* [Excerpt provided]:
You are viewing a plain text version of this content. The canonical link for it is here.

Posted to dev@flink.apache.org by Dominik Wosiński <wo...@gmail.com> on 2019/10/14 12:08:35 UTC

Ignore operator failure

Hey,
I have a question that I have not been able to find an answer for in the
docs nor in any other source. Suppose we have a business system and we are
using Elasticsearch sink, but not for the purpose of business case, but
rather for keeping info on the data that is flowing through the system. The
Elasticsearch part is not crucial for the application, thus I would like to
keep application running even if the elastic itself is failing (for example
due to the external system being down). Is there a way to exclude some task
from checkpointing and ignore it's failure, so that the job is not
restarted if only one of the sinks is down ??

Thanks in advance,
Best Regards,
Dom.

Re: Ignore operator failure

Posted by vino yang <ya...@gmail.com>.

Hi Dom,

If you consider ignoring checkpoint failures, you can use this API:
setTolerableCheckpointFailureNumber[1].
But for Jobs with checkpoints enabled and failed operators containing
states, Flink can't ignore these failures without restarting Jobs.
Subsequent regional recovery may be appropriate for your scenario.
At this stage, if you don't want to restart because of non-critical
operators, you may need to customize related implementations so that those
exceptions are not thrown to the Flink framework.

Best,
Vino

[1]:
https://github.com/apache/flink/blob/master/flink-streaming-java/src/main/java/org/apache/flink/streaming/api/environment/CheckpointConfig.java#L319



Dominik Wosiński <wo...@gmail.com> 于2019年10月14日周一 下午8:16写道：

> Hey,
> I have a question that I have not been able to find an answer for in the
> docs nor in any other source. Suppose we have a business system and we are
> using Elasticsearch sink, but not for the purpose of business case, but
> rather for keeping info on the data that is flowing through the system. The
> Elasticsearch part is not crucial for the application, thus I would like to
> keep application running even if the elastic itself is failing (for example
> due to the external system being down). Is there a way to exclude some task
> from checkpointing and ignore it's failure, so that the job is not
> restarted if only one of the sinks is down ??
>
> Thanks in advance,
> Best Regards,
> Dom.
>

* [Recorded information]:
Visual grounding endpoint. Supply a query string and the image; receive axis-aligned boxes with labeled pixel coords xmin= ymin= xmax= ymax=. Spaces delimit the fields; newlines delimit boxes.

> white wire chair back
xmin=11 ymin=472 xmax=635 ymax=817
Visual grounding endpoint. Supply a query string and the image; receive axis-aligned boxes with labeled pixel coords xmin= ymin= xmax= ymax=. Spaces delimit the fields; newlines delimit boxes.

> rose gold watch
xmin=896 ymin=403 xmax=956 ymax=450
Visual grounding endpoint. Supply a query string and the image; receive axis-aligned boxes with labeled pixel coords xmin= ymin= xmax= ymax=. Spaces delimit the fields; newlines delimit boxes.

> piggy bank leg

* [Directives]:
**a)** Please extract the stretch of the Flink mailing list thread from "But for Jobs" through "the Flink framework.", word for word.
**b)** In the Flink mailing list thread, what API does the reply name for ignoring checkpoint failures?
The lines above aren't needed.

* [Answers in order]:
**a)**
But for Jobs with checkpoints enabled and failed operators containing
states, Flink can't ignore these failures without restarting Jobs.
Subsequent regional recovery may be appropriate for your scenario.
At this stage, if you don't want to restart because of non-critical
operators, you may need to customize related implementations so that those
exceptions are not thrown to the Flink framework.

**b)** setTolerableCheckpointFailureNumber